Referring expression data:
┄┄┄┄┄┄┄┄┄┄
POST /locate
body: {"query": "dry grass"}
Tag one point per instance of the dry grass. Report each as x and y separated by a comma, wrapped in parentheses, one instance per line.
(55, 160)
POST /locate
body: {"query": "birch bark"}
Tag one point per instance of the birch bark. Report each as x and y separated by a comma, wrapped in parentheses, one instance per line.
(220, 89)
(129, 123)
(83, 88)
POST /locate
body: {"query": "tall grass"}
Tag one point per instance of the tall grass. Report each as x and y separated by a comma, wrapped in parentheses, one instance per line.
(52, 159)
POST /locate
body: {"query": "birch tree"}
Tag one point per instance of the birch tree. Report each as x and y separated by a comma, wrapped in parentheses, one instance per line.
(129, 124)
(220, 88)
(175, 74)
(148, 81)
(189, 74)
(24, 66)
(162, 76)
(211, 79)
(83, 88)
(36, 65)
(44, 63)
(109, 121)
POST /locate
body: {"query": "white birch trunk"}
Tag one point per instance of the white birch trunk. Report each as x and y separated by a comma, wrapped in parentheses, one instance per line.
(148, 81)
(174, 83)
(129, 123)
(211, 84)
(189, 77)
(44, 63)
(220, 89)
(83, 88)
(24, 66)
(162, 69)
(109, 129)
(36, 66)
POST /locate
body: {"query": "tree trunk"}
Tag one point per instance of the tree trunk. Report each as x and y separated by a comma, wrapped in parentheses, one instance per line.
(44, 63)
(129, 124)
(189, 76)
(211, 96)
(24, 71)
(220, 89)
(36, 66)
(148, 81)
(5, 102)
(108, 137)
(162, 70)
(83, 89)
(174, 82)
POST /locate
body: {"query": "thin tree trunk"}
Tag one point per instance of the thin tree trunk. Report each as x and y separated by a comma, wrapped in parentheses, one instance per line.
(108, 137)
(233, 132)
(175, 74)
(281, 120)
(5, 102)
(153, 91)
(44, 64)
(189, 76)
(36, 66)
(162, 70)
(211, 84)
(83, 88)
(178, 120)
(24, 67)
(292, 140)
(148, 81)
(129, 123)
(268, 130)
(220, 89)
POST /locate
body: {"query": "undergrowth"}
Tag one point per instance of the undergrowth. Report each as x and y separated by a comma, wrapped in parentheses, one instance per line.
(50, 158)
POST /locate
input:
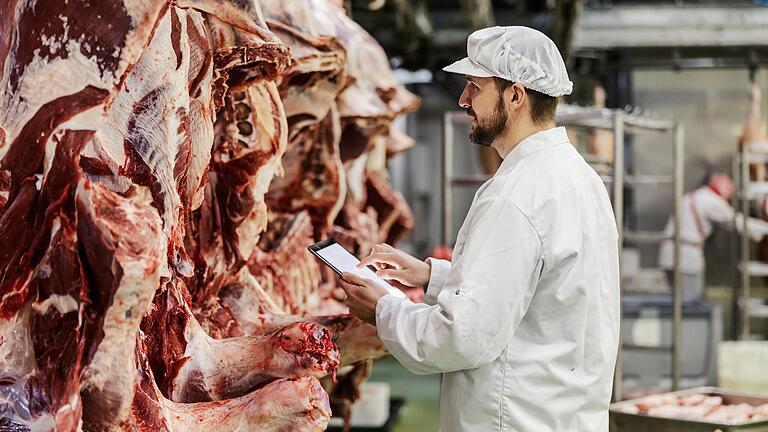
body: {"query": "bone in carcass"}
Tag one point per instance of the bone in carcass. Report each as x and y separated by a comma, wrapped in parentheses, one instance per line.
(176, 110)
(314, 178)
(84, 303)
(125, 255)
(283, 405)
(394, 216)
(193, 367)
(284, 268)
(246, 156)
(358, 341)
(56, 62)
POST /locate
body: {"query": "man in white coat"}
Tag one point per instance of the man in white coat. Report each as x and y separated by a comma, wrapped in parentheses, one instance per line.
(701, 210)
(524, 322)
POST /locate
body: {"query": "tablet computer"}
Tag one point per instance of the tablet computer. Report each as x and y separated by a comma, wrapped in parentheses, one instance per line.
(341, 260)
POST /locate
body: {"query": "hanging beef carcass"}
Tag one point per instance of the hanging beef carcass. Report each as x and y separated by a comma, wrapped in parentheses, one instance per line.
(138, 151)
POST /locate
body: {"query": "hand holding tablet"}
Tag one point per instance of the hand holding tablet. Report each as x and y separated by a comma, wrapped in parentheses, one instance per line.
(341, 260)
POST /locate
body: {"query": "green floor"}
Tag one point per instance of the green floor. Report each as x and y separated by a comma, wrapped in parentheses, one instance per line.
(421, 394)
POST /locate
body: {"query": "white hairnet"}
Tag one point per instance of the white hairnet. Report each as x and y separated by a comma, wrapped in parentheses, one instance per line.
(518, 54)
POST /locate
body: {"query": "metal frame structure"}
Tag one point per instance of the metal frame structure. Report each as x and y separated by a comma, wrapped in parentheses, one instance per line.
(620, 122)
(748, 191)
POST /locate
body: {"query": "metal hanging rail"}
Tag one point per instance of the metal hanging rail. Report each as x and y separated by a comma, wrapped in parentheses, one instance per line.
(620, 122)
(748, 191)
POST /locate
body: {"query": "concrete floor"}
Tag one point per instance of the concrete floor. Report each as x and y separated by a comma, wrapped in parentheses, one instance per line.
(421, 394)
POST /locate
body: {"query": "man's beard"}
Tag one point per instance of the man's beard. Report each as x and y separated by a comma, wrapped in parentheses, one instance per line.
(485, 133)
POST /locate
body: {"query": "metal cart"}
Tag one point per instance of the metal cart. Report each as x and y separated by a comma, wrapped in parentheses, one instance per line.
(620, 122)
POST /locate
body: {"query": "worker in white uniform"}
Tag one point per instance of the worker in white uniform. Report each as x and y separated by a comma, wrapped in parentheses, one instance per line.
(524, 322)
(701, 210)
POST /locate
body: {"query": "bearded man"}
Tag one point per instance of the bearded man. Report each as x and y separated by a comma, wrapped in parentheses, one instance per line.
(524, 322)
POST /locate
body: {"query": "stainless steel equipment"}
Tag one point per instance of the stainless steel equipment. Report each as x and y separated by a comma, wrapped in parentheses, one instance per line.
(626, 422)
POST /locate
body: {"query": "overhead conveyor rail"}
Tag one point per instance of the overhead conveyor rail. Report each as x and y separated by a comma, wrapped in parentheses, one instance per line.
(620, 122)
(749, 191)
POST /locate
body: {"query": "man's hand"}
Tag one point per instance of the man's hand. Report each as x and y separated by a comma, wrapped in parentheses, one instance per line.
(398, 266)
(362, 296)
(755, 95)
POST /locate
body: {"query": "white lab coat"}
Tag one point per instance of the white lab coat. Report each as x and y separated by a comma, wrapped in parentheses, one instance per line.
(524, 324)
(711, 209)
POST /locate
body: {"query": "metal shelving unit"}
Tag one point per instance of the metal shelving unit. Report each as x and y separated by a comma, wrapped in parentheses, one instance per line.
(748, 191)
(620, 122)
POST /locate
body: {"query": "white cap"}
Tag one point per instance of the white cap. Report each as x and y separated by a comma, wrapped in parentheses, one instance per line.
(518, 54)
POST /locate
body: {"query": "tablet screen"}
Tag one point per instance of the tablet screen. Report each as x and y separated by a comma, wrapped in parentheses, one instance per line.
(343, 261)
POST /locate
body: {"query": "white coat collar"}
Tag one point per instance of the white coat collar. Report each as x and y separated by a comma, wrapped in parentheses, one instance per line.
(538, 141)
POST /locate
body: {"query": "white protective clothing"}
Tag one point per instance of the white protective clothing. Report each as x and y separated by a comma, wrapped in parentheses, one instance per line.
(517, 54)
(524, 323)
(699, 212)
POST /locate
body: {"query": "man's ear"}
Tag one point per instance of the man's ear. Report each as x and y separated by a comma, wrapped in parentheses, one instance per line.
(516, 95)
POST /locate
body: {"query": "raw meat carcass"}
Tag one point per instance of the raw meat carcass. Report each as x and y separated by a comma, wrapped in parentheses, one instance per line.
(193, 367)
(163, 167)
(282, 405)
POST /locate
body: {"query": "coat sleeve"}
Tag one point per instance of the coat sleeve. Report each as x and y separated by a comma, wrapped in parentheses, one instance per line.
(439, 270)
(485, 296)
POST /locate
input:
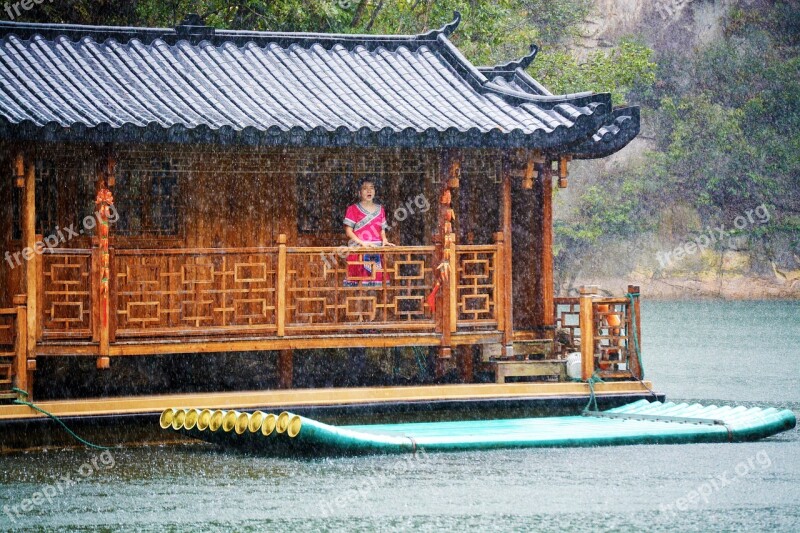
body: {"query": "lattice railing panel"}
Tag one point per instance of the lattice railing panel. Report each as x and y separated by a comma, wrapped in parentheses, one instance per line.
(611, 333)
(321, 296)
(195, 292)
(476, 285)
(66, 305)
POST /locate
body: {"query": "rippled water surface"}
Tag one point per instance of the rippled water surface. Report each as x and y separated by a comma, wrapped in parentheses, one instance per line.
(741, 352)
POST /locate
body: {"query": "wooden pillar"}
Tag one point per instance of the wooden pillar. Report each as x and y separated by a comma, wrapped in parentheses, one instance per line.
(548, 318)
(20, 345)
(452, 289)
(285, 368)
(500, 279)
(31, 273)
(505, 217)
(442, 242)
(280, 302)
(587, 331)
(633, 360)
(465, 362)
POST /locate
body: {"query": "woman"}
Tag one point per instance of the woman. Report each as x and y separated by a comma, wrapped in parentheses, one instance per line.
(365, 225)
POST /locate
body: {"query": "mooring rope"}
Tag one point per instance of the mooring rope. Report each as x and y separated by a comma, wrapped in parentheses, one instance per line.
(54, 417)
(592, 398)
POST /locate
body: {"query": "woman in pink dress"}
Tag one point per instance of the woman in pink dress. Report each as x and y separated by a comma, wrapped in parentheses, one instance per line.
(365, 225)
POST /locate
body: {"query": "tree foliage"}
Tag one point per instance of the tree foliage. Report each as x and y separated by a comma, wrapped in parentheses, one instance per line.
(727, 133)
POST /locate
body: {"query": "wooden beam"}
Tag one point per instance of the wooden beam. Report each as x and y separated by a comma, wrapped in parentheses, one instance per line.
(281, 289)
(586, 321)
(633, 360)
(285, 369)
(500, 303)
(29, 242)
(279, 399)
(20, 350)
(548, 318)
(505, 216)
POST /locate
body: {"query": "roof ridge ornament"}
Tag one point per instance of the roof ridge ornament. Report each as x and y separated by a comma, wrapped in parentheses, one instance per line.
(523, 62)
(194, 29)
(445, 30)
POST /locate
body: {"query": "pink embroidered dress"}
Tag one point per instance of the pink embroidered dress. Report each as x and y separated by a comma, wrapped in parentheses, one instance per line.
(367, 226)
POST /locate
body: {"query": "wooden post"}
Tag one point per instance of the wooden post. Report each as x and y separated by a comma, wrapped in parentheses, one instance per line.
(280, 306)
(587, 331)
(499, 282)
(29, 240)
(548, 311)
(452, 291)
(104, 313)
(633, 361)
(285, 368)
(465, 362)
(20, 351)
(442, 243)
(508, 300)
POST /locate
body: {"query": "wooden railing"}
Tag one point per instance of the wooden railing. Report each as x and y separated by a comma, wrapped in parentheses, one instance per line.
(477, 291)
(66, 294)
(273, 291)
(607, 332)
(318, 298)
(194, 291)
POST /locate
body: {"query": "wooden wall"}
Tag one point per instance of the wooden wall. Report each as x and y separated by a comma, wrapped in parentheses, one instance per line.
┄┄┄┄┄┄┄┄┄┄
▶ _Task requirements_
Using the entries above, work out how many lines include the word "wall", and give only that count.

▶ _Solution_
2